Problems with variable referenced before assignment when using os.path.walk - python

OK. I have some background in Matlab and I'm now switching to Python.
I have this bit of code under Pythnon 2.6.5 on 64-bit Linux which scrolls through directories, finds files named 'GeneralData.dat', retrieves some data from them and stitches them into a new data set:
import pylab as p
import os, re
import linecache as ln
def LoadGenomeMeanSize(arg, dirname, files):
for file in files:
filepath = os.path.join(dirname, file)
if filepath == os.path.join(dirname,'GeneralData.dat'):
data = p.genfromtxt(filepath)
if data[-1,4] != 0.0: # checking if data set is OK
data_chopped = data[1000:-1,:] # removing some of data
Grand_mean = data_chopped[:,2].mean()
Grand_STD = p.sqrt((sum(data_chopped[:,4]*data_chopped[:,3]**2) + sum((data_chopped[:,2]-Grand_mean)**2))/sum(data_chopped[:,4]))
else:
break
if filepath == os.path.join(dirname,'ModelParams.dat'):
l = re.split(" ", ln.getline(filepath, 6))
turb_param = float(l[2])
arg.append((Grand_mean, Grand_STD, turb_param))
GrandMeansData = []
os.path.walk(os.getcwd(), LoadGenomeMeanSize, GrandMeansData)
GrandMeansData = sorted(GrandMeansData, key=lambda data_sort: data_sort[2])
TheMeans = p.zeros((len(GrandMeansData), 3 ))
i = 0
for item in GrandMeansData:
TheMeans[i,0] = item[0]
TheMeans[i,1] = item[1]
TheMeans[i,2] = item[2]
i += 1
print TheMeans # just checking...
# later do some computation on TheMeans in NumPy
And it throws me this (though I would swear it was working a month ego):
Traceback (most recent call last):
File "/home/User/01_PyScripts/TESTtest.py", line 29, in <module>
os.path.walk(os.getcwd(), LoadGenomeMeanSize, GrandMeansData)

• **Directions**: Continue the os.path.walk thread above, picking up right after its last line. The listing after this is separate material and has no link to the os.path.walk thread.

[Referring expression pointing data]
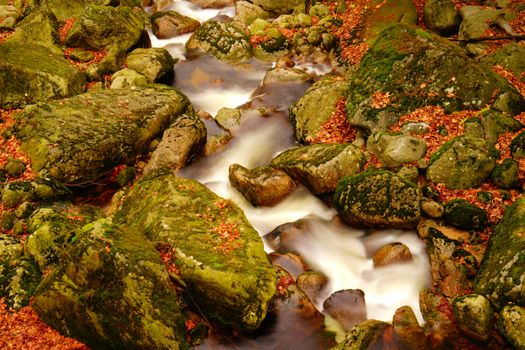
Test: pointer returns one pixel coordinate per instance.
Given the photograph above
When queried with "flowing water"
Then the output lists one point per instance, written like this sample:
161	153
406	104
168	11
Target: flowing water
341	252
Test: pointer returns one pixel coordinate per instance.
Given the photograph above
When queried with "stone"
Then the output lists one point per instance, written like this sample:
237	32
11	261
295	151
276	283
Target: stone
392	253
155	64
182	142
474	316
169	24
501	273
104	276
463	162
441	17
314	109
262	186
98	130
220	256
224	41
396	149
348	307
31	73
320	166
377	198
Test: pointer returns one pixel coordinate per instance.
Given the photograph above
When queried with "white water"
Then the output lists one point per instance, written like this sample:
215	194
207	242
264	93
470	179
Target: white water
341	252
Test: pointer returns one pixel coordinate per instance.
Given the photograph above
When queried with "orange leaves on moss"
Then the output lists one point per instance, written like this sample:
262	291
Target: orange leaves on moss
24	330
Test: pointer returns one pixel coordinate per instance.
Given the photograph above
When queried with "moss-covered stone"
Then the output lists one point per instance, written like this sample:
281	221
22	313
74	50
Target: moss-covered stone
224	41
320	166
413	69
378	198
465	215
314	109
501	275
220	256
463	162
30	73
78	139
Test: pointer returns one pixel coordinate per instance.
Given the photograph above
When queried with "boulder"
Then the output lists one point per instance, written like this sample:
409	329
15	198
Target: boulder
224	41
105	276
219	254
501	274
319	167
407	68
377	198
463	162
30	73
97	130
263	186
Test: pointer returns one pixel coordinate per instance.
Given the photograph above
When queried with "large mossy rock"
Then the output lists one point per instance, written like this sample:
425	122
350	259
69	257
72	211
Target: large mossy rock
78	139
218	253
378	198
320	166
407	68
223	40
501	276
314	109
463	162
30	73
112	291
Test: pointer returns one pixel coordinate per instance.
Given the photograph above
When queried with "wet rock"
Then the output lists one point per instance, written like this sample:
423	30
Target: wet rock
512	324
433	71
98	130
222	40
465	215
364	336
361	200
474	316
105	275
18	275
314	109
319	167
442	17
262	186
395	149
156	64
312	284
220	256
463	162
181	142
348	307
391	254
169	24
406	327
31	73
501	273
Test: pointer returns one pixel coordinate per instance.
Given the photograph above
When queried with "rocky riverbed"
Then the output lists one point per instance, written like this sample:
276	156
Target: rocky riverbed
114	227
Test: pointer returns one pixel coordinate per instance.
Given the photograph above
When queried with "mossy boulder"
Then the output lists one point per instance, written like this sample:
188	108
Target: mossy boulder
378	198
501	275
320	166
463	162
218	253
224	41
78	139
314	109
19	276
30	73
112	291
407	68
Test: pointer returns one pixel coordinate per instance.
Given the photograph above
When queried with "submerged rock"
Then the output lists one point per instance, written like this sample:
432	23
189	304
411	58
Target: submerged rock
378	198
96	131
319	167
218	253
105	275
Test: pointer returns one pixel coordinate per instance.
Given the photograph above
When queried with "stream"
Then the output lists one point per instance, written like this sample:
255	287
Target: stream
342	253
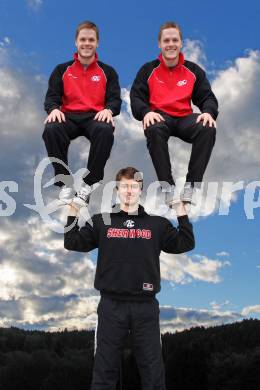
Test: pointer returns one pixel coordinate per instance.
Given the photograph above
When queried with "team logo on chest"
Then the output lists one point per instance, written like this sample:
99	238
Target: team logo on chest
181	83
95	78
129	223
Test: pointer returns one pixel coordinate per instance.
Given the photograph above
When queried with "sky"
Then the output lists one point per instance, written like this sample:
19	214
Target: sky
43	286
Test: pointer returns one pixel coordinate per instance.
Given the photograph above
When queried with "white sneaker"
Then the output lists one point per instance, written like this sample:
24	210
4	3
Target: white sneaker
188	194
172	197
81	198
66	195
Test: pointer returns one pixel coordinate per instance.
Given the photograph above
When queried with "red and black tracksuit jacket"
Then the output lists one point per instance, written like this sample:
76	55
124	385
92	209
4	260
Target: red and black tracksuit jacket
78	89
171	90
128	265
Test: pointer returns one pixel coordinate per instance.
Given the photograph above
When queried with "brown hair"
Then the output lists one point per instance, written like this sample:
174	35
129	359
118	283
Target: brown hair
169	25
130	173
87	24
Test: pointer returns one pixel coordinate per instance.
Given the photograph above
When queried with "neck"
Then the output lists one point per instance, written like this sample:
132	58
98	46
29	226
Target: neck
171	63
129	208
86	61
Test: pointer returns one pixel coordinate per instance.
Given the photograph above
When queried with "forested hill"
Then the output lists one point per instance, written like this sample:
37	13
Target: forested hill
224	357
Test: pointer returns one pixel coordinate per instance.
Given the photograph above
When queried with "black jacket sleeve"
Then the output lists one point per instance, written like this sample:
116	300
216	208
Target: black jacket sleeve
202	95
178	240
80	240
113	100
54	93
139	94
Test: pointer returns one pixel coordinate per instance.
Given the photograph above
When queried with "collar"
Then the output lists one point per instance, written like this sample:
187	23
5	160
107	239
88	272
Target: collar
181	60
117	210
76	59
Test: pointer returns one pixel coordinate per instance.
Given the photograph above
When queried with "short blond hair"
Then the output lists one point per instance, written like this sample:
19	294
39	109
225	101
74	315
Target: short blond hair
87	24
169	25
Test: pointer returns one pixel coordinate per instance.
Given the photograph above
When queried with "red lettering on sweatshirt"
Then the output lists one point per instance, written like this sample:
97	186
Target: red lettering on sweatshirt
129	233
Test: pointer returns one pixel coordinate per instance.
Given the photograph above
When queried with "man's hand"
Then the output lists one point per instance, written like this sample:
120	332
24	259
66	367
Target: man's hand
206	118
55	115
180	209
150	118
105	116
74	210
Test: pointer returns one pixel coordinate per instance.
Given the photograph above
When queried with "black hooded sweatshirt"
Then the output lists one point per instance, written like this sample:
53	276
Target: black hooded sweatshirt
129	246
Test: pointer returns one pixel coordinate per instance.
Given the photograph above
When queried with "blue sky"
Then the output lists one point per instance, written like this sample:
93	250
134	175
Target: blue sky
221	275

• **Exercise output**:
File "/usr/lib/python2.6/posixpath.py", line 233, in walk
walk(name, func, arg)
File "/usr/lib/python2.6/posixpath.py", line 225, in walk
func(arg, top, names)
File "/home/User/01_PyScripts/TESTtest.py", line 26, in LoadGenomeMeanSize
arg.append((Grand_mean, Grand_STD, turb_param))
UnboundLocalError: local variable 'Grand_mean' referenced before assignment
All right... so I went and did some reading and came up with this global variable:
import pylab as p
import os, re
import linecache as ln
Grand_mean = p.nan
Grand_STD = p.nan
def LoadGenomeMeanSize(arg, dirname, files):
for file in files:
global Grand_mean
global Grand_STD
filepath = os.path.join(dirname, file)
if filepath == os.path.join(dirname,'GeneralData.dat'):
data = p.genfromtxt(filepath)
if data[-1,4] != 0.0: # checking if data set is OK
data_chopped = data[1000:-1,:] # removing some of data
Grand_mean = data_chopped[:,2].mean()
Grand_STD = p.sqrt((sum(data_chopped[:,4]*data_chopped[:,3]**2) + sum((data_chopped[:,2]-Grand_mean)**2))/sum(data_chopped[:,4]))
else:
break
if filepath == os.path.join(dirname,'ModelParams.dat'):
l = re.split(" ", ln.getline(filepath, 6))
turb_param = float(l[2])
arg.append((Grand_mean, Grand_STD, turb_param))
GrandMeansData = []
os.path.walk(os.getcwd(), LoadGenomeMeanSize, GrandMeansData)
GrandMeansData = sorted(GrandMeansData, key=lambda data_sort: data_sort[2])
TheMeans = p.zeros((len(GrandMeansData), 3 ))
i = 0
for item in GrandMeansData:
TheMeans[i,0] = item[0]
TheMeans[i,1] = item[1]
TheMeans[i,2] = item[2]
i += 1
print TheMeans # just checking...
# later do some computation on TheMeans in NumPy
It does not give error massages. Even gives a file with data... but data are bloody wrong! I checked some of them manually by running commands:
import pylab as p
data = p.genfromtxt(filepath)
data_chopped = data[1000:-1,:]
Grand_mean = data_chopped[:,2].mean()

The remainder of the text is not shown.